## Given request 1
Summarize the terms and conditions below in two sentences.
## Given request 2
Return every line of the listing below that contains the word "petal".

Terms and conditions

Here you can find our general terms and conditions.

§ 1 Area of application

  1. These terms and conditions apply to business relations of any kind between 3DBAVARIA GmbH, Gutenbergstr. 14, 93092 Barbing, and the orderer, i.e. entrepreneurs, legal entities under public law or special funds under public law in the sense of § 310 paragraph 1 BGB (German Civil Code) as well as towards natural persons. We shall only recognize terms and conditions of the purchaser that are contrary to or deviate from our terms and conditions of sale if we expressly agree to their validity in writing.

  2. These terms and conditions of sale shall also apply to all future business transactions with the purchaser, insofar as these are legal transactions of a related nature.

  3. Individual agreements made with the purchaser in individual cases (including ancillary agreements, supplements and amendments) shall in any case take precedence over these terms and conditions of sale. Subject to proof to the contrary, a written contract or our written confirmation shall be authoritative for the content of such agreements.

§ 2 Offer and conclusion of contract

  1. If an order is to be regarded as an offer in accordance with § 145 BGB, we may accept it within two weeks.

## Data for the task
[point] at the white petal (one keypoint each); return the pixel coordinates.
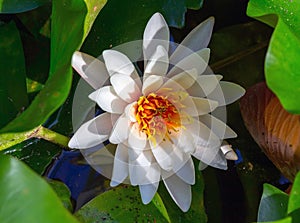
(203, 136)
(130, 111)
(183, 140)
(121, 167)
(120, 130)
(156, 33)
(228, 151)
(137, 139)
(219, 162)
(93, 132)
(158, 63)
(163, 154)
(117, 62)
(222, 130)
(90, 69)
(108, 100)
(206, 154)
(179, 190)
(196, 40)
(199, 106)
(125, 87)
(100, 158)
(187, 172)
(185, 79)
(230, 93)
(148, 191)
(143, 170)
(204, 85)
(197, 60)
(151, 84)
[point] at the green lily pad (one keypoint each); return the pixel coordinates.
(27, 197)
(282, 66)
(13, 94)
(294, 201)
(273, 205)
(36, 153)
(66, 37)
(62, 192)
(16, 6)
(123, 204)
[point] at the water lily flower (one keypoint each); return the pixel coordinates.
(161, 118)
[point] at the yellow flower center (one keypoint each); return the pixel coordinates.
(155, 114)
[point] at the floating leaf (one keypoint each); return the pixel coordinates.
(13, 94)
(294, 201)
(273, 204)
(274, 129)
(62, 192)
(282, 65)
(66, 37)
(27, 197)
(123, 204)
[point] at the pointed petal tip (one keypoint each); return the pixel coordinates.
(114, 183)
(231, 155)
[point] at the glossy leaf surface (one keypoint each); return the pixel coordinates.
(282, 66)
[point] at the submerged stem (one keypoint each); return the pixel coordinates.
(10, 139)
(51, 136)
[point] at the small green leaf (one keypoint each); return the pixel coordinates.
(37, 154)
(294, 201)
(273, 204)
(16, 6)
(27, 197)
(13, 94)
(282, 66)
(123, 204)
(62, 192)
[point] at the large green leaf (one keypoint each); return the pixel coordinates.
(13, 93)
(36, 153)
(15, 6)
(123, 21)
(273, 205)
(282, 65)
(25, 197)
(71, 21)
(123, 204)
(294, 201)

==

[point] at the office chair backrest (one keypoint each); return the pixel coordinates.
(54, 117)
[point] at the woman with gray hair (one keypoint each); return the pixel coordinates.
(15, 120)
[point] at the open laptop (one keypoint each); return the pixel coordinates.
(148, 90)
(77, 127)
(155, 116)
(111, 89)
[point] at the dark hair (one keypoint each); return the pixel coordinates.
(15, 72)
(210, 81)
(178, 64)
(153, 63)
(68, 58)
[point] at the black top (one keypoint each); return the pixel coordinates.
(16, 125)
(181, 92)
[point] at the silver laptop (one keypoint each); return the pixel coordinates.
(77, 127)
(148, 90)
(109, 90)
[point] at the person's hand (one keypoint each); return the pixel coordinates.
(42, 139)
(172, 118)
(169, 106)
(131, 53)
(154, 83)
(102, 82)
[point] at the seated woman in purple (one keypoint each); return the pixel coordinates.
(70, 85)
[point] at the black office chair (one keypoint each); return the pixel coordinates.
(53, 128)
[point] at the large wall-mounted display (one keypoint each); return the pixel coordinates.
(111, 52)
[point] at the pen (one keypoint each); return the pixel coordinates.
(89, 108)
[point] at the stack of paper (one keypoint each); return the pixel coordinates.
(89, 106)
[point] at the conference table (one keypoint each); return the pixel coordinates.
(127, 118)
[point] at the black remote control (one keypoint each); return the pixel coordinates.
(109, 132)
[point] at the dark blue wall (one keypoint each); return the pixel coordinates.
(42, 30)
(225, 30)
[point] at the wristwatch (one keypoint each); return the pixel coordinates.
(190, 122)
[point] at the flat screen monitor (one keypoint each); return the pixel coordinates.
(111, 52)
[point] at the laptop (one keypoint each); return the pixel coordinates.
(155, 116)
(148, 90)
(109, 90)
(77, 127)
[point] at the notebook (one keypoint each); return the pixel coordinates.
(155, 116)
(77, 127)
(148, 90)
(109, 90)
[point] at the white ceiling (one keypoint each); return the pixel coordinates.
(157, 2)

---

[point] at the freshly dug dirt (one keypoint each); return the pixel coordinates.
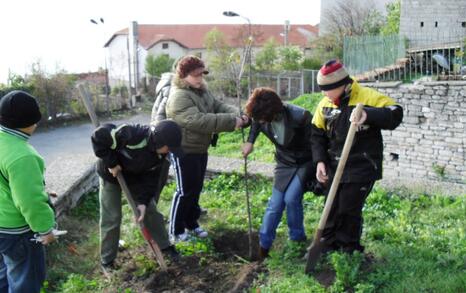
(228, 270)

## Answer 1
These terms and conditions of 3DBAVARIA GmbH apply to business relations of any kind with the orderer and to future related transactions with the purchaser, and the purchaser's own conflicting or deviating terms are recognized only if expressly agreed in writing. Individual agreements with the purchaser take precedence over these terms, and an order regarded as an offer under § 145 BGB may be accepted within two weeks.

## Answer 2
[point] at the white petal (one keypoint each); return the pixel coordinates.
[point] at the pointed petal tip (one keypoint each); return the pixel coordinates.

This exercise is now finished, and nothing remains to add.